PROBLEM: Set down exactly the lines that run from the line with "Check that each instance of the doorway" to the end of the data, and nothing else.

DATASET EXTRACT:
* * *

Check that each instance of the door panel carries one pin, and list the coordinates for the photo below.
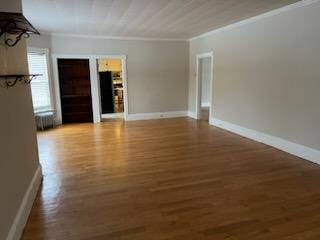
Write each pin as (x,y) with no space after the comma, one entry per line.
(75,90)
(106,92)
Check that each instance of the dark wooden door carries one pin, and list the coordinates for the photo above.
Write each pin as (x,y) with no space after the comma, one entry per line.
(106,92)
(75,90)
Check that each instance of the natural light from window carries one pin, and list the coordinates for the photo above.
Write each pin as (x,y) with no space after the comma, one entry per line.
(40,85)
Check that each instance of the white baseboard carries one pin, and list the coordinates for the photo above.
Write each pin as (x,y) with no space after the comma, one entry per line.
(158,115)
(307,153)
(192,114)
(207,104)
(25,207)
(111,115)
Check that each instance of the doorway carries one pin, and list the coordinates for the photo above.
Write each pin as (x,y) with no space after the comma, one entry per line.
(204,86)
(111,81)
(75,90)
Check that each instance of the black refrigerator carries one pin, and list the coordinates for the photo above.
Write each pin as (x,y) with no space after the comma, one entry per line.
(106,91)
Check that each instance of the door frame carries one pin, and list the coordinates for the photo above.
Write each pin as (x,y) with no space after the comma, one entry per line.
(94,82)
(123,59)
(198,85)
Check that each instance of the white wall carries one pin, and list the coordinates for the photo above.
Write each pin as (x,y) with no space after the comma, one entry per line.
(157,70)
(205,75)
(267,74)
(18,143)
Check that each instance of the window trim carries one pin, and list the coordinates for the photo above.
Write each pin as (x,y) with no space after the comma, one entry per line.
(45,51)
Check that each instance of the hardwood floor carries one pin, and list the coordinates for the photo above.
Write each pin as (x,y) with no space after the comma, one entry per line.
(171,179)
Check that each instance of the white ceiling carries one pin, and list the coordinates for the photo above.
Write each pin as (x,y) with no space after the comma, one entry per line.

* * *

SOLUTION:
Check that each instance of the doorway carries one pin, and list the coordinates for the photo above.
Write each pin as (x,y) with no space after the comma, one entry per line.
(204,86)
(111,81)
(75,90)
Check that each instance of the black refrigerator carries one pin, and list the coordinates for the photo above.
Write each pin as (x,y) with no space after the comma, one entry per line.
(106,91)
Check that each instance of the door frame carries one pin, and list the coordinates for the photo above.
Write each pin as (x,y) with no space after the comma, one entry per line.
(94,82)
(123,59)
(198,85)
Check that each instance of the white wall carries one pin, and list the coordinates for the photo above.
Write each pin as (x,y) with no space after the comma, one entry per line.
(157,70)
(205,75)
(267,74)
(18,143)
Check that each instance of the window trim carries one pin, and list the coordinates for the photo above.
Write each pin as (x,y) with no space after the comma, one entry per line.
(45,51)
Check that each instance of the hardwood floor carries one pin, and list the coordinates for the photo above.
Write each pin as (x,y) with no space after the comma, one entry per line.
(171,179)
Check that each instance of the white ceiling carries one pin, and list the coordinates for the photo above.
Write each pin as (x,y) with no space after the comma, one entry per line.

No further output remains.